## Start SOURCE MATERIAL

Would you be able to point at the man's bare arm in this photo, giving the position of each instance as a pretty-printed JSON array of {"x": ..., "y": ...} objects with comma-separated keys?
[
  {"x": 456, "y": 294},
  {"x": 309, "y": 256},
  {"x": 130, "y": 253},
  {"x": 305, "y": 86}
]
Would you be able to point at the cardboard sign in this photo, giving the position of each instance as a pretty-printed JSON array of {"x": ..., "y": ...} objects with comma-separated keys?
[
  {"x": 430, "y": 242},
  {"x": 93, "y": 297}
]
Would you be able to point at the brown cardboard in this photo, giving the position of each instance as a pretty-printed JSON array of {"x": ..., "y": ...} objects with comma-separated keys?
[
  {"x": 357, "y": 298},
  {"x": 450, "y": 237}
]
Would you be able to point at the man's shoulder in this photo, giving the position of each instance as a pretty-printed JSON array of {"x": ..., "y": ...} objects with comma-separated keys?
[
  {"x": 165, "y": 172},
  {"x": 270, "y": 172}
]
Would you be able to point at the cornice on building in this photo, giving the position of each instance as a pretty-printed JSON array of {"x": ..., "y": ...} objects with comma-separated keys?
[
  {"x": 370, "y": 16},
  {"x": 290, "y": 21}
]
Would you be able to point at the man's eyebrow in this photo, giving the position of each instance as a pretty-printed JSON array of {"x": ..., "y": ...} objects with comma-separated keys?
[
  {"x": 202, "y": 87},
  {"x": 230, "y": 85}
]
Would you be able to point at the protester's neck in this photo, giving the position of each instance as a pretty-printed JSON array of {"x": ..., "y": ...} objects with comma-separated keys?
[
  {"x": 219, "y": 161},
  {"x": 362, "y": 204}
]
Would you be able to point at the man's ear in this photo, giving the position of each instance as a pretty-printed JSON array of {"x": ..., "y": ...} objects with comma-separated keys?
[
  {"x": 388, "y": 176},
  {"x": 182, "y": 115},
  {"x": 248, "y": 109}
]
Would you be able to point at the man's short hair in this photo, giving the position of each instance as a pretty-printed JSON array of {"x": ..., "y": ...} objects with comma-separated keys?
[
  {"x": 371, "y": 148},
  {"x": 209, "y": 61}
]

## End SOURCE MATERIAL

Write out the lines above from the one containing "Would you be able to point at the man's shoulder" through the last, exactly as they are.

→ REPLY
Would you be able to point at the man's shoulder in this photo, giving the position of each instance as a pretty-printed JSON array of {"x": ..., "y": ...} objects with comma-separated keys?
[
  {"x": 165, "y": 172},
  {"x": 270, "y": 172}
]
Would you be able to point at the cornice on building in this photo, giving the position of each instance as a pretty-printed JSON array of {"x": ..., "y": ...} objects with comma-separated keys?
[
  {"x": 370, "y": 16},
  {"x": 290, "y": 21}
]
Would you be able to point at the man's eyebrow in this photo, giving the position of each instance as a pretty-printed JSON array of {"x": ..., "y": ...} objects with comma-separated keys?
[
  {"x": 202, "y": 87},
  {"x": 230, "y": 85}
]
Would you be able to point at the protester's neck in this photo, giving the position of each instance as a pretty-printed JSON array of {"x": ..., "y": ...} objects with comma-separated keys?
[
  {"x": 219, "y": 161},
  {"x": 362, "y": 204}
]
Would you be able to point at the man's ear in this photo, giving the position of each instance as a pretty-printed JSON array of {"x": ..., "y": ...} objects with comma-separated keys?
[
  {"x": 388, "y": 176},
  {"x": 182, "y": 115},
  {"x": 248, "y": 109}
]
Would you be able to point at the man's short hair in this photo, giving the position of each instance as a pretty-printed JSON array of {"x": ..., "y": ...} objects with comma-separated keys?
[
  {"x": 371, "y": 148},
  {"x": 209, "y": 61}
]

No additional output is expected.